Extract provided:
* Begin *

Sure, Windows is the way of the world in the data center these days, but there are plenty of shops that have a solid number of Linux and UNIX systems as well. There are even datacenters where Microsoft fear to go. Does SolarWinds have anything to offer for servers running a Tux-based OS? Of course! Join Head Geeks Patrick Hubbard, Leon Adato, and Kong Yang, as they dig into the wealth of monitoring features built with Linux in mind.
First, they will look at features like real-time process monitors and alerts that grab the top-10 processes, which work as well on Linux as they do on the Windows systems that made the feature popular. From there, it’s a deep dive into the custom poller and ways it can enhance SolarWinds’ view of UNIX and Linux systems. Finally, Leon revisits his first SolarWinds Lab episode to revise the “Ultimate CPU Alert.”
All right, you guys ready to get this Linux show finally started?
That’s a Raspberry Pi, isn’t it?
It is. I took it off the coffee maker this morning. My wife was kind of upset, but it was only ten bucks more than your shirt.
Okay, all right.
You’ve been waiting for this, haven’t you? Yeah, and more than that, I think you guys have been waiting for this based on your feedback. If you come by our homepage, which of course is lab.solarwinds.com, where you can sign up for reminders about upcoming episodes, you’ll also notice lots and lots of comments and suggestions for upcoming episodes, and one of the things they have been asking about literally for years is a whole episode dedicated to Linux.
Mm-hmm, so I guess I’ll get things started. I’m Ubuntu Man! Uh, I mean, I’m Leon Adato.
I’m Kong Yang.
I’m Patrick Hubbard, and welcome again to SolarWinds Lab. I’m always really surprised when people say, “Why doesn’t SolarWinds support Linux?” And there’s a really huge misconception that we’re entirely Windows based, when the reality is that more than 60% of our products, in fact, run on *nix. For instance, the SAM hardware health monitor supports Linux, as well as NCMN Asset Manager, and inventory, and I mean, that thing will even go do AIX.
I know. Virtualization Manager runs on CentOS, with PostGres SQL, database, and Tomcat web servers. Storage Manager, Web Help Desk, and Alert Central all run on Linux OS.
That’s right, and I would of course be remiss if I didn’t point out that the Swiss SDK has a bunch of Linux libraries pre-built. And you guys know that REST + CRUD means no PowerShell.
Right, and we also have the metric asterisk-load of Linux and Unix applications for SAM that are capable monitoring virtually any major application running on those servers. So here’s–the list includes: Cassandra, NFS File Share Availability, Apache ActiveMQ, EngineX RabbitMQ, OpenVPM, Samba, MySQL, JBoss Application Server, ClamAV, Bind, GlassFish, MongoDB, GroupWise, Postfix, PostgreSQL, Squid, Tomcat. [Gasps for breath]
And if you sign up for the radio club, you get that for a dollar.
None of that runs on Windows. And they’re all built into SAM. And I think you missed a few on the screen.
Well, right, but we have a lot to cover in this episode, so I’m just trying to pace myself.
Yeah, well, let’s do try to do that, because you went like 22 minutes on the NPM alerting episode. And let’s make sure that we do that, so do be concise.
Okay, how about being non-verbose?

* End *

Dataset rows:
* Begin *

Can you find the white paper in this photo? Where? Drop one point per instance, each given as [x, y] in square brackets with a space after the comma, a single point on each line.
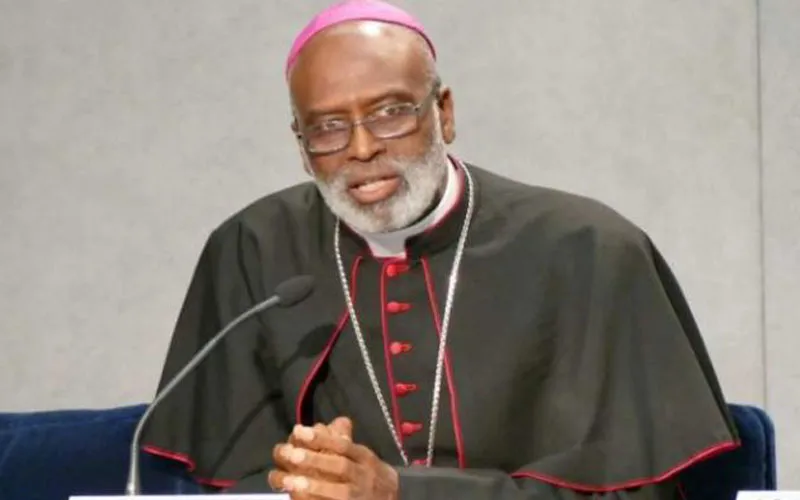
[768, 495]
[230, 496]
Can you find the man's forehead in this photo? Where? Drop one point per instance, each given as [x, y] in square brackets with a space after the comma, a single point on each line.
[350, 11]
[357, 63]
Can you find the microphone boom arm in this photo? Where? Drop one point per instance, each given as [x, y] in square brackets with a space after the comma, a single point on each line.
[133, 487]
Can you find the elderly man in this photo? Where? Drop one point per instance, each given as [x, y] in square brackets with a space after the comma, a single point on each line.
[470, 337]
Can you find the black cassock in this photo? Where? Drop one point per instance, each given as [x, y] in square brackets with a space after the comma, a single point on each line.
[574, 366]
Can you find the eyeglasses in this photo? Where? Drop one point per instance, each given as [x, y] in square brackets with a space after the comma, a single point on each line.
[389, 122]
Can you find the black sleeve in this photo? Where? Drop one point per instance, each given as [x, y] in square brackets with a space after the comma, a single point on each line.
[438, 483]
[443, 483]
[224, 418]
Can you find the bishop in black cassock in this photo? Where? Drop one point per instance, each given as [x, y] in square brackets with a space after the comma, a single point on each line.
[482, 338]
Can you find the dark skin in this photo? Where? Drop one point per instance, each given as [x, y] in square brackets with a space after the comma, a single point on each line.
[352, 69]
[348, 72]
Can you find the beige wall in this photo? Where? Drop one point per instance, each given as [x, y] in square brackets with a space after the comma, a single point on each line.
[129, 130]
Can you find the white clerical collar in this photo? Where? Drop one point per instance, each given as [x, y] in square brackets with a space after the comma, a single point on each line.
[393, 244]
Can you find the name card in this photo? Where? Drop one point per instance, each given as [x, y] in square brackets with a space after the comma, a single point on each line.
[768, 495]
[233, 496]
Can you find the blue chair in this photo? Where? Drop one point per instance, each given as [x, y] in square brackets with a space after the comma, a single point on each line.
[51, 455]
[54, 454]
[750, 467]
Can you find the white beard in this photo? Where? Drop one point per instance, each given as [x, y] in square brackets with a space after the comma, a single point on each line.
[421, 180]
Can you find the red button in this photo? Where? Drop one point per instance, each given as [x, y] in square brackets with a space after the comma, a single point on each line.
[409, 428]
[403, 389]
[399, 348]
[396, 268]
[396, 307]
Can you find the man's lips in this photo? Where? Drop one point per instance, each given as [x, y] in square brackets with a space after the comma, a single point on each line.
[374, 189]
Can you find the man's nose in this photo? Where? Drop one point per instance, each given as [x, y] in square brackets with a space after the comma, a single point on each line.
[363, 145]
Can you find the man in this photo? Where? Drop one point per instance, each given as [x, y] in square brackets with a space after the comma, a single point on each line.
[469, 337]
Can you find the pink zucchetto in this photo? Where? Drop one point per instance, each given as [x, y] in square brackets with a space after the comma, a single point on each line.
[355, 10]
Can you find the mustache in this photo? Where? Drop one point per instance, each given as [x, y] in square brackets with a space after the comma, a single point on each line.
[353, 173]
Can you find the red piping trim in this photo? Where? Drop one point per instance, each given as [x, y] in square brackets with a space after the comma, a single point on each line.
[462, 462]
[190, 465]
[635, 483]
[328, 347]
[681, 492]
[386, 354]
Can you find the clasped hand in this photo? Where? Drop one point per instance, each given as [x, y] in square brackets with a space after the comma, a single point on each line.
[322, 462]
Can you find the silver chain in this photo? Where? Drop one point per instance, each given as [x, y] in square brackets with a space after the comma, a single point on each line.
[451, 289]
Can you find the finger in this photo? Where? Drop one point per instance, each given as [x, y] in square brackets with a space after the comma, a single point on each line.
[302, 461]
[317, 428]
[316, 488]
[327, 442]
[343, 427]
[280, 457]
[322, 465]
[276, 478]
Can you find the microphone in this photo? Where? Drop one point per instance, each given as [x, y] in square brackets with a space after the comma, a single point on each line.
[287, 294]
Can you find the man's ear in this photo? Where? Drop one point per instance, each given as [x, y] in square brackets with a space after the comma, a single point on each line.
[447, 114]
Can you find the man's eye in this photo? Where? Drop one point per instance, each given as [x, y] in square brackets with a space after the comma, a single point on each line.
[394, 110]
[332, 126]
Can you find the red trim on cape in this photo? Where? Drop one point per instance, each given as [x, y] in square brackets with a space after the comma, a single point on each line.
[709, 452]
[190, 465]
[462, 461]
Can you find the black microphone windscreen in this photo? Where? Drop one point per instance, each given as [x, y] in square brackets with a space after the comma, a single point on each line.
[293, 290]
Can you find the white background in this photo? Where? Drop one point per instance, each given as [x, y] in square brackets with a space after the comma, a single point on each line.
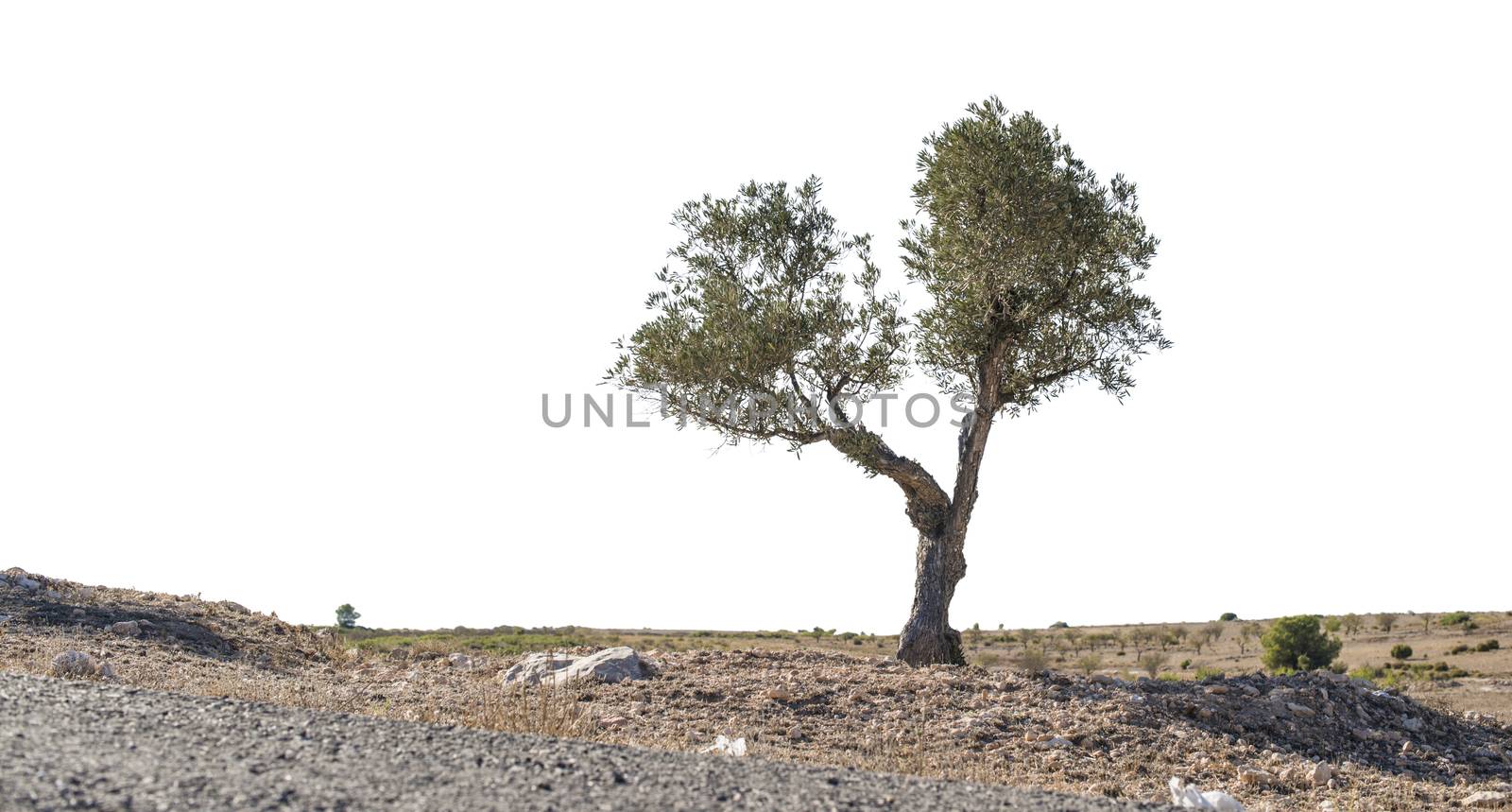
[282, 286]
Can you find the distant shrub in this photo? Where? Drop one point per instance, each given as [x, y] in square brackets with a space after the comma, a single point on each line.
[989, 660]
[1089, 663]
[1033, 660]
[1297, 643]
[1367, 673]
[1153, 663]
[347, 615]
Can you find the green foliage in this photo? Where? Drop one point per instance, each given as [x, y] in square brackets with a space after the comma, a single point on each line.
[1367, 673]
[1024, 249]
[756, 315]
[347, 615]
[1297, 643]
[1030, 264]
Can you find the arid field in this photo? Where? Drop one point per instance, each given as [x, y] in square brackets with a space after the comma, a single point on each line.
[1073, 708]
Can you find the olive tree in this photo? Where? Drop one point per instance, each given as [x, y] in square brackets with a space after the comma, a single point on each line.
[768, 324]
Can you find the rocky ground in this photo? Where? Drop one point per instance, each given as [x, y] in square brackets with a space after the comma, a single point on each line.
[72, 744]
[1304, 741]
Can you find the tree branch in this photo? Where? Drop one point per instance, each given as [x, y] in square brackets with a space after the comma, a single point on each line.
[927, 504]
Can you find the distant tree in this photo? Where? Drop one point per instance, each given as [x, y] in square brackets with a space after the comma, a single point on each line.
[1073, 638]
[1027, 637]
[1032, 268]
[1299, 643]
[1455, 619]
[347, 615]
[1033, 660]
[1153, 663]
[1247, 632]
[1209, 635]
[1169, 637]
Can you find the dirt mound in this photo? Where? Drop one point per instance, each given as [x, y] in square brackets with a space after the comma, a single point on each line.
[1275, 743]
[1092, 735]
[44, 608]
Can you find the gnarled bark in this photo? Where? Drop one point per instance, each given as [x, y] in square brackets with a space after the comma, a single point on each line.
[927, 637]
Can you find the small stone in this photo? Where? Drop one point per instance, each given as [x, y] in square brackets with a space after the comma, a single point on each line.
[1320, 774]
[75, 665]
[1254, 776]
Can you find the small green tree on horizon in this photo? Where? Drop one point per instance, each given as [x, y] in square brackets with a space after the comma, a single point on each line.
[347, 615]
[1030, 265]
[1297, 643]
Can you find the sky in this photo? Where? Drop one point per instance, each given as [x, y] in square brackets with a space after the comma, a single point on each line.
[284, 285]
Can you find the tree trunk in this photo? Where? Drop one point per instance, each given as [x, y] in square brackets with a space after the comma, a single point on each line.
[927, 635]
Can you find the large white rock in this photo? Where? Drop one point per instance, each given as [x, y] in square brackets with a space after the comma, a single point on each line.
[536, 668]
[75, 665]
[607, 665]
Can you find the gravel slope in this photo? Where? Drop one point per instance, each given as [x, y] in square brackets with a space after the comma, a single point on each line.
[82, 744]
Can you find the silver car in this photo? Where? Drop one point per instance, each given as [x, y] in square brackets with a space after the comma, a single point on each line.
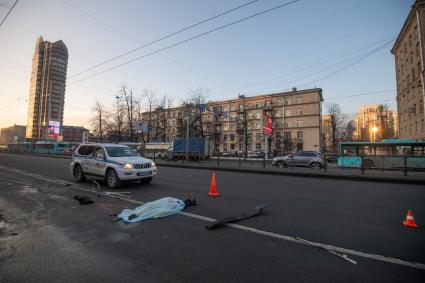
[312, 159]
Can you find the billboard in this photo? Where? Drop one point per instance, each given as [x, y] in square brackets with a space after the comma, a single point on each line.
[53, 129]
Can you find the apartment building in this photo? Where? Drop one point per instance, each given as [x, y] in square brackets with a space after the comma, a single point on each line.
[47, 89]
[15, 133]
[375, 122]
[235, 125]
[408, 51]
[328, 132]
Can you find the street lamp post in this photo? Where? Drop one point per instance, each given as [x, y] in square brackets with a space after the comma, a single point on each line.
[374, 130]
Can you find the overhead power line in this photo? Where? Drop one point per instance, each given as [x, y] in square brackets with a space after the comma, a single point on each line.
[184, 41]
[149, 43]
[302, 70]
[350, 64]
[16, 2]
[362, 94]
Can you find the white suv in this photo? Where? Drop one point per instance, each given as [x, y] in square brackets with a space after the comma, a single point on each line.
[112, 162]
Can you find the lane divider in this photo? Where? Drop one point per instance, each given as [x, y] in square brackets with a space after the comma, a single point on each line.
[243, 228]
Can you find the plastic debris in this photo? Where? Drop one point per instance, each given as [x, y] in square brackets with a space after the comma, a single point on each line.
[189, 202]
[256, 211]
[83, 199]
[155, 209]
[343, 256]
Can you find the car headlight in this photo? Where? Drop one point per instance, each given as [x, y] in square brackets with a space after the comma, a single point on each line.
[127, 166]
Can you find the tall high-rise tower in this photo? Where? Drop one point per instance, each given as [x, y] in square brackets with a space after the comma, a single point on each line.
[47, 90]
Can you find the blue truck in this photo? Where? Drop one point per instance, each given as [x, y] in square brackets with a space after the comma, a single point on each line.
[199, 148]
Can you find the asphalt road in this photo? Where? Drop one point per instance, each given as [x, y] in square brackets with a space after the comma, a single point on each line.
[49, 236]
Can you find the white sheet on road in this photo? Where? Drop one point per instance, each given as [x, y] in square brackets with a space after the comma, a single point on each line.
[155, 209]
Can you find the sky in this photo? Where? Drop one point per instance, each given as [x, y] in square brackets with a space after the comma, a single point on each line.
[341, 46]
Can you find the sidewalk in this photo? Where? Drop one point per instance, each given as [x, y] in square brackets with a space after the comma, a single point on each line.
[333, 171]
[256, 167]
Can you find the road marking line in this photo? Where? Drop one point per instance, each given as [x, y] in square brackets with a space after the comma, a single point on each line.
[250, 229]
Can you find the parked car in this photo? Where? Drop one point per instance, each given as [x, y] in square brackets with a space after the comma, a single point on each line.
[257, 154]
[112, 162]
[312, 159]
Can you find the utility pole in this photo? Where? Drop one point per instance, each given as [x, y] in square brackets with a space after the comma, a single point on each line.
[187, 134]
[100, 125]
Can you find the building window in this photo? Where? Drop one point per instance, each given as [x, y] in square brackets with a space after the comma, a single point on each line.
[299, 136]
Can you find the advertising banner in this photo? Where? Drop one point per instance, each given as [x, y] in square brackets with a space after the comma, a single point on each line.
[267, 124]
[53, 129]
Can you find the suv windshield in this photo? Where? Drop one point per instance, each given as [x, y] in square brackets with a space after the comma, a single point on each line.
[120, 151]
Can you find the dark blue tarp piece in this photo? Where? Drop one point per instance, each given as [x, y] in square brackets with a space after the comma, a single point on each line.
[195, 145]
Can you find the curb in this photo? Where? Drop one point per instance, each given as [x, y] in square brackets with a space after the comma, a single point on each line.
[302, 174]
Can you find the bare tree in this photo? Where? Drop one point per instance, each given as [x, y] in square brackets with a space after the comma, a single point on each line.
[98, 121]
[116, 121]
[150, 100]
[337, 122]
[194, 108]
[126, 95]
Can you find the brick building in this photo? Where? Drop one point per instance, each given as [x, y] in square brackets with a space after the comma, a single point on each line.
[408, 51]
[235, 124]
[15, 133]
[375, 122]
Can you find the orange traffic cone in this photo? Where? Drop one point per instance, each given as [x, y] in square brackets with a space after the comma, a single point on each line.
[410, 221]
[213, 187]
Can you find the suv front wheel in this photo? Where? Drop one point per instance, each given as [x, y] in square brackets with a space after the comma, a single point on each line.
[112, 180]
[146, 180]
[280, 164]
[78, 173]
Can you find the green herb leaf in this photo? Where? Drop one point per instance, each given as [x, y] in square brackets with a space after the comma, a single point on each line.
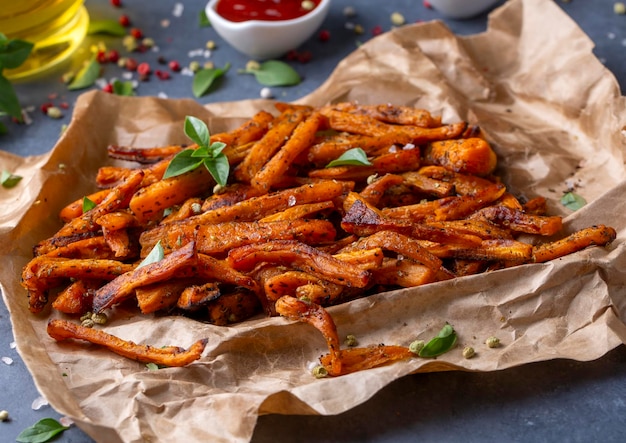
[443, 342]
[123, 88]
[41, 432]
[275, 73]
[9, 102]
[88, 204]
[110, 27]
[156, 255]
[209, 154]
[204, 79]
[181, 163]
[573, 201]
[13, 52]
[352, 157]
[86, 77]
[9, 180]
[197, 130]
[203, 19]
[219, 168]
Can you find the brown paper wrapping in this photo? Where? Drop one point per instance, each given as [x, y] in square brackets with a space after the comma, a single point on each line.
[555, 116]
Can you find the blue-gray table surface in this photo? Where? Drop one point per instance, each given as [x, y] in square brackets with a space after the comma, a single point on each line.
[552, 401]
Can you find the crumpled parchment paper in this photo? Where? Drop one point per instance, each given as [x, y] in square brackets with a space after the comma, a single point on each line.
[555, 117]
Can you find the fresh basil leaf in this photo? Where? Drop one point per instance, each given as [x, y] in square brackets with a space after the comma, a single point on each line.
[9, 180]
[197, 130]
[42, 431]
[204, 79]
[9, 102]
[352, 157]
[275, 73]
[181, 163]
[110, 27]
[156, 255]
[203, 19]
[443, 342]
[88, 204]
[573, 201]
[123, 88]
[86, 77]
[219, 168]
[13, 53]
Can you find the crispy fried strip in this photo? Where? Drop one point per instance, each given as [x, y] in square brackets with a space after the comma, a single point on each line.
[221, 237]
[519, 221]
[264, 149]
[600, 235]
[465, 155]
[401, 115]
[300, 256]
[359, 359]
[123, 286]
[302, 137]
[172, 356]
[319, 318]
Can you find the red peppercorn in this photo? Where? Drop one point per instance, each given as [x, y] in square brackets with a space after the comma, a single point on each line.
[162, 75]
[124, 21]
[174, 66]
[137, 33]
[305, 56]
[324, 35]
[143, 69]
[44, 107]
[101, 57]
[131, 64]
[113, 56]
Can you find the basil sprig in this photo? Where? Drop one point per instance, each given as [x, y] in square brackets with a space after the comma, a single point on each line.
[352, 157]
[208, 154]
[42, 431]
[442, 343]
[274, 73]
[13, 52]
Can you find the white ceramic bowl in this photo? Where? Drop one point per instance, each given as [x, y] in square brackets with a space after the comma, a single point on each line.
[267, 39]
[461, 9]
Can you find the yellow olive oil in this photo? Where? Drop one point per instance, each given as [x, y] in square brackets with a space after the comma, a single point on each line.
[55, 27]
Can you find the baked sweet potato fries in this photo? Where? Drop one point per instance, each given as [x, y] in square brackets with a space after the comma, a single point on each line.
[288, 235]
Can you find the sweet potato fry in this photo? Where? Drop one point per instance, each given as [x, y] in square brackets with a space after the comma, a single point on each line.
[600, 235]
[233, 307]
[172, 356]
[519, 221]
[160, 296]
[318, 317]
[302, 137]
[264, 149]
[465, 155]
[299, 256]
[122, 287]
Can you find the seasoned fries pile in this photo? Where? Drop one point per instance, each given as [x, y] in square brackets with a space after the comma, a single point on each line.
[287, 235]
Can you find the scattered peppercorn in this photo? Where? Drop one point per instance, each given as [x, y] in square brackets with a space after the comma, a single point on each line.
[492, 342]
[324, 35]
[124, 21]
[468, 352]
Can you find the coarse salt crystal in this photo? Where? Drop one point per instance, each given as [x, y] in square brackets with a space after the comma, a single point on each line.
[39, 403]
[178, 10]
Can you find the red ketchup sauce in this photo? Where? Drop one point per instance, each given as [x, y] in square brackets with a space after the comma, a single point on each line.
[267, 10]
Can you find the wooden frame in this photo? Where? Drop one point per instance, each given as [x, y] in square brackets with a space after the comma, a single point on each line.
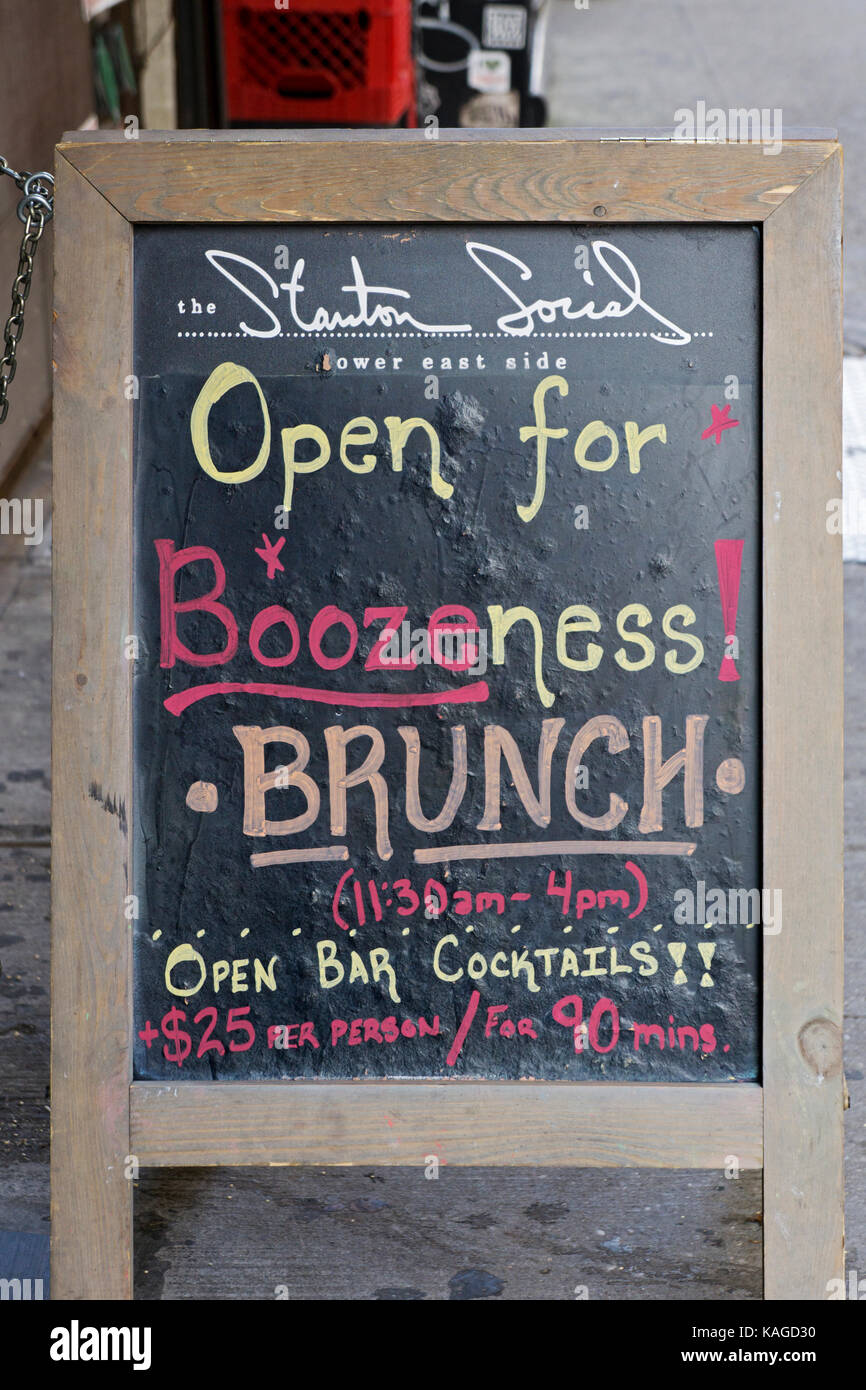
[791, 1123]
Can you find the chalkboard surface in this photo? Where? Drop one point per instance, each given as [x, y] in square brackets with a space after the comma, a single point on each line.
[446, 652]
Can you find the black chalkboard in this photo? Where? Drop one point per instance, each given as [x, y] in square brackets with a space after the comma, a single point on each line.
[483, 948]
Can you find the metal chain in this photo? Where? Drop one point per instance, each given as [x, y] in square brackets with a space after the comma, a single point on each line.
[35, 209]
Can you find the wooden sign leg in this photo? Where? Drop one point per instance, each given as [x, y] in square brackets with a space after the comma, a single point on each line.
[92, 906]
[802, 754]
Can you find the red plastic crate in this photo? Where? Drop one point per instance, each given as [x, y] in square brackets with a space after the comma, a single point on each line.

* End *

Your goal:
Say whether each statement agrees with the SolarWinds Lab transcript, answering yes or no and quoting the words of the transcript that decide it: (a) More than 60% of SolarWinds products run on *nix. (b) Virtualization Manager runs on Windows with Microsoft SQL Server. (c) The Raspberry Pi shown was taken off a coffee maker. The records are material apart from the SolarWinds Lab transcript.

Solution below:
(a) Yes: "more than 60% of our products, in fact, run on *nix."
(b) No: "Virtualization Manager runs on CentOS, with PostGres SQL, database, and Tomcat web servers."
(c) Yes: "I took it off the coffee maker this morning."